Imprime sin cambios el fragmento del texto sobre Jim Morrison que empieza con "En menos de" y sigue hasta "a escribir poesía.".

===== Texto citado

No fue la única canción no sólo autorreferencial, sino de diálogo consigo mismo que Morrison hizo (“Love her madly”, “Ámala locamente” es otro ejemplo,) pero en esa, en un disco desigual donde sus compañeros Manzarek y Krieger incluyeron canciones propias, el compositor gritaba su angustia al ser devorado por el negocio del espectáculo.
Así que cuando grabó su último disco y ahí dejó dicho: “Dejaré la ciudad. [Me iré] en un tren de media noche: cambiar, cambiar, tienes que verme cambiar: mírame cambiar” Mr. Mojo Risin’ anunciaba que se había hartado de su papel de payaso y se salvaría de sí mismo.
No more money, no more fancy dress
“No más dinero. No más disfraces” grabó la noche del 8 de diciembre de 1970 Jim Morrison. Ocho años después, sus tres compañeros sobrevivientes recogieron ese y otros poemas para formar el álbum An american prayer (Una plegaria americana).
Cuando comenzó a tener éxito con su banda, Morrison fue calificado en la prensa como el “Mickey Mouse de Sade”: era un poeta con un alto coeficiente intelectual, culto, cantado al frente de un grupo que hacía una música basada en el blues y en el rock, pero muchas veces inclasificable, pero, de algún modo, querían ver en el a un payaso.
Alguien también lo describió como el Adonis del rock ‘n’ roll.
En menos de cinco años, casi seis, logró un éxito inusitado, pero también un acoso por parte de las autoridades y de sus fanáticos, que lo hartaron: teatral, surreal, más profundamente filosófico en sus letras; acorde a los chamanes y a Rimbaud al practicar el voluntario y consciente desarreglo de los sentidos, la mayoría se había quedado con una imagen de él que se acercaba más al de un payaso que a un hombre de conocimiento (Carlos Castaneda dixit).
Poco a poco Morrison dejó de ser uno de los tipos más atractivos en la escena del rock —física, musical y líricamente hablando— para dejarse crecer la barba, descuidar su aspecto y tomar una decisión: irse, cambiar, dejar el espectáculo y dedicarse a escribir poesía.

==========
===== Datos proporcionados

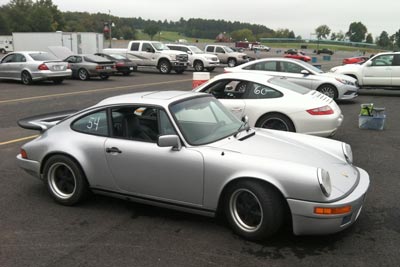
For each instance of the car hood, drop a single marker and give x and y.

==========

• _Respuesta_:
En menos de cinco años, casi seis, logró un éxito inusitado, pero también un acoso por parte de las autoridades y de sus fanáticos, que lo hartaron: teatral, surreal, más profundamente filosófico en sus letras; acorde a los chamanes y a Rimbaud al practicar el voluntario y consciente desarreglo de los sentidos, la mayoría se había quedado con una imagen de él que se acercaba más al de un payaso que a un hombre de conocimiento (Carlos Castaneda dixit).
Poco a poco Morrison dejó de ser uno de los tipos más atractivos en la escena del rock —física, musical y líricamente hablando— para dejarse crecer la barba, descuidar su aspecto y tomar una decisión: irse, cambiar, dejar el espectáculo y dedicarse a escribir poesía.